Passage provided
================

However, his report said that because each of the cases posed difficult and complex clinical management problems, transfer of these patients at an early stage to another hospital with a special GIT (gastro-intestinal tract) surgical service should have been considered.

Furthermore, it found some patients had their treatment delayed. This was because of "an undue dependence" on Dublin hospitals for clinical and radiological expertise, which was often not readily available. Also the involvement of medical and anaesthetic teams, which while appropriate, tended "to blur" the lead role of the surgeon in the management of the patients' primary illness, which was surgical. "The consequence of this on occasions was to delay necessary surgical decisions on patient management."

Dr Lennon felt the run of adverse outcomes demanded careful analysis and scrutiny. "When a surgical unit experiences an increase in morbidity and death rates it is very important that an internal review or clinical audit is carried out. If regular audit meetings take place in a clinical unit, such adverse trends are identified at an early stage and corrective measures can often be put in place . . . It is unfortunate that regular clinical audit meetings did not occur in the surgical unit in Cavan. The deficit was present well before the events which are the subject of this review," the report said.

================

What this exercise asks
a: Using the passage on the Cavan surgical review, answer these questions, marking each answer with the matching label:
(i) According to the report, to what kind of hospital service should early transfer of these patients have been considered?
(ii) On which hospitals did the report find "an undue dependence"?
(iii) What does the report say did not occur in the surgical unit in Cavan?
b: Write the next part of the passage on the Cavan surgical review, continuing after its final sentence.

Available data
================

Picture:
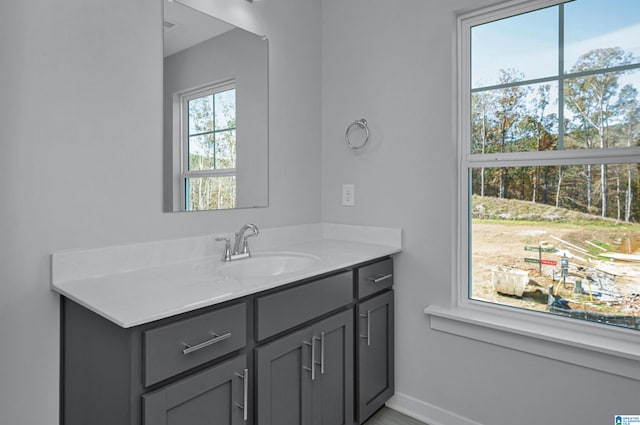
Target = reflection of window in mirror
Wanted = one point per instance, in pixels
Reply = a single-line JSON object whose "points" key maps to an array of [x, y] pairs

================

Expected outputs
a:
(i) A special GIT (gastro-intestinal tract) surgical service at another hospital.
(ii) Dublin hospitals.
(iii) Regular clinical audit meetings.

b:
The audits stopped during a period of interpersonal difficulties between two surgeons at the unit who were suspended last August. However, with their suspension went their expertise.

Critically Dr Lennon found it was "likely that one of the principal causes of the high number of adverse outcomes was the inadequacies in the assessment and selection process for surgical interventions. There was an absence of clear surgical leadership which was understandable in the circumstances. In addition there was a lack of direction from the respective clinical teams in the care of patients on occasions when key members of the team were absent or had changed with the unplanned arrival of short-term consultant locums."

The health board said last night if the next of kin of any of the cases reviewed still had concerns, they would be offered an independent review of the care and treatment given to their relative. It also revealed that 3,250 adverse incidents were reported by hospitals in its region last year. This is out of a national total of 26,000 such incidents.